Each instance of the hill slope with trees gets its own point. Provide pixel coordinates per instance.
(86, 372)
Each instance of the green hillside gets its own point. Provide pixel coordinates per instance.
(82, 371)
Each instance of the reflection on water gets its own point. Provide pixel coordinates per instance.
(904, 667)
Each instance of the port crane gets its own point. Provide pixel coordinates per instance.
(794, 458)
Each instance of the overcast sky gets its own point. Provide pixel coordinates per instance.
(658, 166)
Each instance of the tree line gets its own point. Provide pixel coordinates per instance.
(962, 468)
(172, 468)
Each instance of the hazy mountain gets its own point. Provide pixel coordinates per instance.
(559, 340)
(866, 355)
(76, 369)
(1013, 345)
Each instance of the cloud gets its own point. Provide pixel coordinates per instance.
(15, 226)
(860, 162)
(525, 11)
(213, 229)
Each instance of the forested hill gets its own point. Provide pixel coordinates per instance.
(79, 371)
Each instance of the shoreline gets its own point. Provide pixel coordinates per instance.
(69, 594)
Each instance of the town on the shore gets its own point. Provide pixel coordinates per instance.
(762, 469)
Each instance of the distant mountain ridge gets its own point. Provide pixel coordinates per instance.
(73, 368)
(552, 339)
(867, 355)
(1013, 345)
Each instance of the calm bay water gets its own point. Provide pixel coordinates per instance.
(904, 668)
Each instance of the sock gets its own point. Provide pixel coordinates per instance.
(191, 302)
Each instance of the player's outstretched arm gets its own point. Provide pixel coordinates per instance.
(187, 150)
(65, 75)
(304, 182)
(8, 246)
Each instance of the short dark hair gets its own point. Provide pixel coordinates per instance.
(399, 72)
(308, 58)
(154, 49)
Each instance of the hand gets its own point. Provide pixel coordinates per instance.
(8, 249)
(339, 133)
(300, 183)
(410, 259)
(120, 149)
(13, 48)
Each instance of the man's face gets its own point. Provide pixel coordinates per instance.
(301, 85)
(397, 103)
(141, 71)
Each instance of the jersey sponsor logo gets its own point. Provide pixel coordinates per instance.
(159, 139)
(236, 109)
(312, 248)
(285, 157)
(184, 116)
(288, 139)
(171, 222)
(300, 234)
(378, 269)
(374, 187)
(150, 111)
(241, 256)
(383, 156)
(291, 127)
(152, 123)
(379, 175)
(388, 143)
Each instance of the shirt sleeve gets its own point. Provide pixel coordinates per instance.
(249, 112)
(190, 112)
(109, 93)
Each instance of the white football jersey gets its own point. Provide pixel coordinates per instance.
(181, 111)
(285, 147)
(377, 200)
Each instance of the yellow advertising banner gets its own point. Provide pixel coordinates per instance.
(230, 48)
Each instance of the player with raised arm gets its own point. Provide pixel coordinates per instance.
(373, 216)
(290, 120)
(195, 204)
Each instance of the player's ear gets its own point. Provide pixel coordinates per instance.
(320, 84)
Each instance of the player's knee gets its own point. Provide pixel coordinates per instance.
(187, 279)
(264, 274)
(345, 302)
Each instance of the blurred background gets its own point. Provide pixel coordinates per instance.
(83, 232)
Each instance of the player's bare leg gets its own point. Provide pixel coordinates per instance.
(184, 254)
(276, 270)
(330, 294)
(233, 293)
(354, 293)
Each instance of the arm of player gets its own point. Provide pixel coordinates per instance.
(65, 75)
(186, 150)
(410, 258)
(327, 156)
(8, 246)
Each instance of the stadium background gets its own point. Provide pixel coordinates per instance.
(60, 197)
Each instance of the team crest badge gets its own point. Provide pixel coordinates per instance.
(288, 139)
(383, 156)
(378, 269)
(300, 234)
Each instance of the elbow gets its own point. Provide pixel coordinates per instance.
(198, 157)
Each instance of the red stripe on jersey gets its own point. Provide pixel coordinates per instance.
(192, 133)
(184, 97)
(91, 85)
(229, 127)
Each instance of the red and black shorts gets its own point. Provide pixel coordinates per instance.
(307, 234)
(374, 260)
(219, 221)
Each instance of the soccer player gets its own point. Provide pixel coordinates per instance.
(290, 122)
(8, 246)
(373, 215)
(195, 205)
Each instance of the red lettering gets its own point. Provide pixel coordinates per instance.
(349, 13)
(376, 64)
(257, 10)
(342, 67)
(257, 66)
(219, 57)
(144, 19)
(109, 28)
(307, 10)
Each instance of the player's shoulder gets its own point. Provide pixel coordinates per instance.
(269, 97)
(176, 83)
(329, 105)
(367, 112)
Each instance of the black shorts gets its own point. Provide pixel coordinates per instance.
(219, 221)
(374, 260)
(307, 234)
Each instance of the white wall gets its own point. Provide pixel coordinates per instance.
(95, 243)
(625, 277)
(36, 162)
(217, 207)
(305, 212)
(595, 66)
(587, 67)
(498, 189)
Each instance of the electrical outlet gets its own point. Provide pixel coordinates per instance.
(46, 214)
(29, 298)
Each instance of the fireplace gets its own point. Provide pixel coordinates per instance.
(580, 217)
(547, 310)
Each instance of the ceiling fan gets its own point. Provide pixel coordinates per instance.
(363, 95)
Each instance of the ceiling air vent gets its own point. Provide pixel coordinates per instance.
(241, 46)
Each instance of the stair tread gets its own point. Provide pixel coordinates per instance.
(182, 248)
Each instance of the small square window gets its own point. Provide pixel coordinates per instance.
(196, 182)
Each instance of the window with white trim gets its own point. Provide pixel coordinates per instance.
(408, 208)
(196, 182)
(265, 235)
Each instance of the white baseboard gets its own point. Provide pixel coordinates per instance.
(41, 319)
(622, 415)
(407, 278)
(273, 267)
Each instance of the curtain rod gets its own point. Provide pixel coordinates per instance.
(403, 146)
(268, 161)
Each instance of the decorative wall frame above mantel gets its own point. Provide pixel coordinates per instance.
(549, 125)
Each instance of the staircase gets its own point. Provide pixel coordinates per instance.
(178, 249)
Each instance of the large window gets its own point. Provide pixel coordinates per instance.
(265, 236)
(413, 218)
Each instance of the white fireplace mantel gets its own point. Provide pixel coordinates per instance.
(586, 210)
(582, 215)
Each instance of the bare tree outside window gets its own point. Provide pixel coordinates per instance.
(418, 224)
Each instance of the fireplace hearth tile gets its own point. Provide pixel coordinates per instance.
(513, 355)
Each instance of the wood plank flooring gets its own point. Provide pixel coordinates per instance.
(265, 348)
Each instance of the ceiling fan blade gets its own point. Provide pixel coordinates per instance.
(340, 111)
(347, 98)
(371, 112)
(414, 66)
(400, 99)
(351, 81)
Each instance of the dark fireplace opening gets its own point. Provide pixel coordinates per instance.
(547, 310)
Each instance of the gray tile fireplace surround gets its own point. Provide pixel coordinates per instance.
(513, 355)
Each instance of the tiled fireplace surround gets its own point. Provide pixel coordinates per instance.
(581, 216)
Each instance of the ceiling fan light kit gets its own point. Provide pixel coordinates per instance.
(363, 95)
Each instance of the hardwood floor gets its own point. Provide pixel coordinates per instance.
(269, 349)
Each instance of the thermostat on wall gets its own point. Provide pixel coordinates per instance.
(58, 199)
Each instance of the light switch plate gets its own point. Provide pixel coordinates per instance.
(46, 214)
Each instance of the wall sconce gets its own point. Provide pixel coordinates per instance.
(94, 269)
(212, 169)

□ □ □ □

Written problem: From the data above, extract every line in its exact form.

Solution to this exercise:
Each instance of the hill slope with trees gets its own point. Provide pixel coordinates per instance.
(86, 372)
Each instance of the green hillside gets its own point. Provide pixel coordinates per instance.
(82, 371)
Each instance of the reflection on water gets its own point. Provide pixel coordinates per instance.
(904, 667)
Each instance of the port crane gets its own point. Provide pixel coordinates per instance.
(794, 458)
Each instance of the overcast sky gets its own point. Provide pixel coordinates per instance.
(658, 166)
Each instance of the tree line gets its own point. Provide pixel coordinates per instance.
(962, 468)
(172, 468)
Each instance of the hazy mountain gets its own point. Provide pixel coordinates per instance.
(559, 340)
(866, 355)
(76, 369)
(1013, 345)
Each instance of the cloud gets its own point. Provide pixel coordinates per instance.
(15, 226)
(860, 162)
(525, 11)
(213, 229)
Each instance of the forested hill gets its own point. Provide pixel coordinates per instance.
(79, 371)
Each instance of the shoreline gets its own point. Provide pixel coordinates per instance.
(69, 594)
Each instance of the town on the shore gets its own point. Provide pixel coordinates per instance.
(762, 469)
Each instance of the distant mountain ridge gets its own point. Provide pixel coordinates per instance.
(73, 368)
(552, 339)
(867, 355)
(1013, 345)
Each instance of the calm bay water gets its own point. Provide pixel coordinates per instance.
(904, 668)
Each instance of the sock gets its own point. Provide pixel coordinates per instance.
(191, 302)
Each instance of the player's outstretched arm gets its own point. Provide pixel coordinates per instance.
(187, 150)
(65, 75)
(304, 182)
(8, 246)
Each instance of the short dark hair gets its own point. Provide pixel coordinates per instance.
(399, 72)
(308, 58)
(154, 49)
Each instance of the hand gets its own point. Provide pixel coordinates per instance.
(8, 249)
(339, 133)
(300, 183)
(410, 259)
(120, 149)
(13, 48)
Each instance of the man's face gets its own point. Provide pixel coordinates per instance.
(301, 85)
(397, 103)
(141, 71)
Each instance of the jersey sponsor logo gets its own point. Provide pixel coordinates per instance.
(159, 139)
(236, 109)
(312, 248)
(285, 157)
(184, 116)
(288, 139)
(171, 222)
(300, 234)
(378, 269)
(374, 187)
(150, 111)
(241, 256)
(383, 156)
(291, 127)
(152, 123)
(379, 175)
(388, 143)
Each instance of the shirt sleeve gets its own point. Provide pixel coordinates per instance.
(249, 112)
(190, 112)
(109, 93)
Each instance of the white football jersey gets its own point. Provide pixel coordinates per instance.
(181, 111)
(285, 147)
(377, 200)
Each instance of the yellow advertising banner gets its own point. Provide pixel coordinates per instance.
(230, 48)
Each instance of the player with raised arm gets its own point. Provide pixel coordinates per instance.
(373, 216)
(290, 120)
(195, 204)
Each instance of the player's ear gets its own point. Provide pixel coordinates per instance.
(320, 84)
Each instance of the player's knee gets its own point. Provide pixel coordinates per instance.
(187, 279)
(264, 274)
(345, 302)
Each instance of the blurred background gets its own point. Provide pixel coordinates per instance.
(83, 232)
Each instance of the player's bare leg gets its own point. Provide pixel coordinates per instance.
(184, 254)
(276, 270)
(330, 294)
(233, 293)
(354, 293)
Each instance of the arm of player gets its own point. Provide pixel coordinates per instance.
(65, 75)
(186, 150)
(410, 258)
(327, 156)
(8, 246)
Each instance of the stadium background gets its own point. Provide pixel coordinates per instance.
(60, 197)
Each instance of the team crest badge gets its own point. Provide pixel coordinates per instance.
(288, 139)
(383, 156)
(378, 269)
(300, 234)
Each instance of the elbow gets its own point. Provide pixel coordinates per instance.
(198, 157)
Each instance of the red stripe on jersey gets its own point. Provide pixel coordinates per instance.
(192, 133)
(184, 97)
(91, 85)
(229, 127)
Each instance of the red and black shorts gets its own point. Provide pixel coordinates per instance.
(307, 234)
(374, 260)
(219, 221)
Each instance of the soccer player gets its own point. Provide pixel coordinates per instance.
(290, 122)
(8, 246)
(373, 215)
(195, 205)
Each instance of the red lettering gets its own point. Provide pixel coordinates per instance.
(349, 13)
(376, 64)
(257, 10)
(342, 67)
(257, 66)
(219, 57)
(144, 19)
(109, 28)
(307, 10)
Each instance of the player's shoulder gets its own point. Provide pixel coordinates per instance.
(269, 97)
(176, 83)
(329, 105)
(367, 112)
Each instance of the black shorts gets its own point. Provide pixel coordinates per instance.
(219, 221)
(374, 260)
(307, 234)
Each instance of the white wall gets its own point. Provide pixel coordinates per instance.
(95, 243)
(625, 277)
(36, 162)
(217, 207)
(305, 212)
(595, 66)
(587, 67)
(498, 189)
Each instance of the electrical outlet gets its own point. Provide pixel coordinates per instance.
(46, 214)
(29, 298)
Each instance of the fireplace gets its own point. Provide pixel coordinates per instance.
(580, 217)
(547, 310)
Each instance of the ceiling fan gets its own point. Provide pixel coordinates per instance.
(363, 95)
Each instance of the ceiling air vent gets its own point. Provide pixel coordinates per instance.
(241, 46)
Each instance of the stair tread gets its own point. Provide pixel coordinates per instance.
(182, 248)
Each instance of the small square window gets its own point. Provide pixel coordinates per instance.
(196, 182)
Each instance of the window with white trim gets its own point. Provide pixel coordinates per instance.
(408, 208)
(196, 182)
(265, 235)
Each instance of the white baseboard gets its own point. Provide pixel coordinates per instance.
(41, 319)
(622, 415)
(407, 278)
(273, 267)
Each instance of the curtain rod gets its own point. Provide pixel coordinates per instance.
(403, 146)
(268, 161)
Each instance of the decorative wall frame above mantel gets its own point. Provide pixel coordinates per instance.
(549, 125)
Each instance of the staircase gets its own point. Provide pixel coordinates per instance.
(178, 249)
Each instance of the large window gets its own point. Provide pixel coordinates per instance.
(265, 236)
(413, 218)
Each instance of the white fireplace mantel gets its own point. Provide pixel coordinates per instance.
(586, 210)
(582, 215)
Each instance of the bare tree outside window gets its own point. Provide pixel coordinates per instance.
(418, 224)
Each instance of the fireplace hearth tile gets its own point. Provide pixel coordinates per instance.
(513, 355)
Each instance of the wood plank flooring gets its own point. Provide pixel coordinates per instance.
(265, 348)
Each instance of the ceiling fan blade gets its own point. Provide pixel coordinates per instance.
(340, 111)
(347, 98)
(371, 112)
(414, 66)
(400, 99)
(351, 81)
Each instance of the dark fireplace opening gets its own point. Provide pixel coordinates per instance.
(547, 310)
Each instance of the gray tile fireplace surround gets its own point. Provide pixel coordinates per instance.
(513, 355)
Each instance of the tiled fireplace surround gets its own point. Provide pixel coordinates per instance.
(581, 216)
Each instance of the ceiling fan light kit gets its own point. Provide pixel coordinates per instance.
(363, 95)
Each instance of the hardwood floor gets its own point. Provide pixel coordinates per instance.
(269, 349)
Each instance of the thermostat on wall gets its own point. Provide pixel coordinates per instance.
(58, 199)
Each instance of the light switch plate gets its own point. Provide pixel coordinates per instance.
(46, 214)
Each instance of the wall sconce gets its own point. Provide pixel coordinates per instance.
(94, 269)
(212, 169)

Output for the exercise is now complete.